§ Exercise
Output the part of the records that opens with the line containing "of the <item>green" and closes with the line containing "167], [112, 174]]]" as a JSON list of strings, one string per line, skipping any blank lines.

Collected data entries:
+ + +
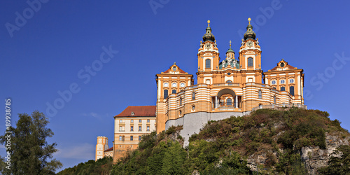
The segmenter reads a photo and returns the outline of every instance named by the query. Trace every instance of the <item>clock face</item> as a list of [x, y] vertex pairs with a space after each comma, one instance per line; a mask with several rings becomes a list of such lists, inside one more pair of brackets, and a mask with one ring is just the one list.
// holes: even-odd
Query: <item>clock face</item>
[[211, 44], [209, 43], [207, 43], [205, 44], [205, 48], [206, 49], [210, 49], [211, 48]]
[[248, 41], [248, 43], [246, 43], [246, 46], [248, 46], [248, 47], [249, 48], [251, 48], [251, 46], [253, 46], [253, 41]]

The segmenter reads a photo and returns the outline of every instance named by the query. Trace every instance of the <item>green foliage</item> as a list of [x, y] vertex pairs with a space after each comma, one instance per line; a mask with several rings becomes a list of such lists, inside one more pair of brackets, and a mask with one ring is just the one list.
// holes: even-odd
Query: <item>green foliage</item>
[[46, 138], [52, 137], [53, 132], [47, 128], [48, 118], [37, 111], [31, 113], [20, 113], [16, 127], [11, 126], [11, 134], [0, 136], [1, 144], [10, 136], [10, 170], [5, 169], [5, 174], [54, 174], [55, 170], [62, 164], [52, 158], [57, 151], [56, 143], [48, 144]]
[[104, 157], [94, 161], [90, 160], [84, 163], [80, 163], [71, 168], [66, 168], [59, 173], [58, 175], [81, 174], [81, 175], [106, 175], [109, 174], [113, 167], [112, 157]]
[[156, 139], [156, 132], [153, 132], [150, 134], [143, 135], [141, 141], [139, 144], [139, 148], [144, 150], [146, 148], [151, 148], [155, 146]]
[[[142, 141], [148, 141], [143, 140]], [[182, 174], [187, 153], [177, 141], [154, 143], [152, 149], [134, 150], [113, 167], [112, 174]]]
[[318, 171], [323, 174], [349, 174], [350, 146], [343, 145], [337, 148], [328, 164], [329, 166], [321, 168]]
[[279, 157], [279, 162], [276, 164], [277, 172], [285, 174], [307, 174], [304, 163], [299, 153], [287, 150]]
[[331, 120], [328, 116], [327, 112], [297, 108], [257, 110], [248, 116], [209, 121], [200, 133], [190, 137], [186, 148], [169, 139], [169, 135], [174, 136], [181, 129], [172, 127], [158, 135], [153, 132], [144, 136], [139, 149], [118, 162], [111, 172], [247, 174], [253, 173], [247, 167], [247, 158], [265, 155], [265, 163], [259, 165], [267, 169], [263, 173], [306, 174], [300, 155], [302, 147], [325, 148], [326, 132], [339, 132], [343, 138], [350, 135], [339, 121]]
+ + +
§ Answer
[
  "The segmenter reads a photo and returns the outline of every instance named by the query. Trace every instance of the <item>green foliage</item> as a list of [x, y] vertex pairs with a space after each comma, one instance per line; a mask with several rings becomes a list of such lists, inside one more pair of brackets, and a mask with one ring is just the one list.",
  "// holes: even-odd",
  "Query: <item>green foliage</item>",
  "[[46, 138], [52, 137], [53, 132], [47, 128], [48, 118], [37, 111], [31, 113], [20, 113], [16, 127], [11, 126], [11, 134], [0, 136], [1, 144], [10, 136], [10, 170], [5, 169], [5, 174], [54, 174], [55, 170], [62, 164], [52, 158], [57, 151], [56, 143], [48, 144]]",
  "[[104, 157], [94, 161], [90, 160], [84, 163], [80, 163], [71, 168], [66, 168], [59, 173], [58, 175], [81, 174], [81, 175], [106, 175], [109, 174], [113, 167], [112, 157]]",
  "[[156, 139], [156, 132], [153, 132], [150, 134], [143, 135], [141, 141], [139, 144], [139, 148], [144, 150], [146, 148], [151, 148], [155, 146]]",
  "[[[142, 141], [148, 141], [143, 140]], [[182, 174], [187, 153], [177, 141], [154, 143], [152, 149], [134, 150], [113, 167], [112, 174]]]"
]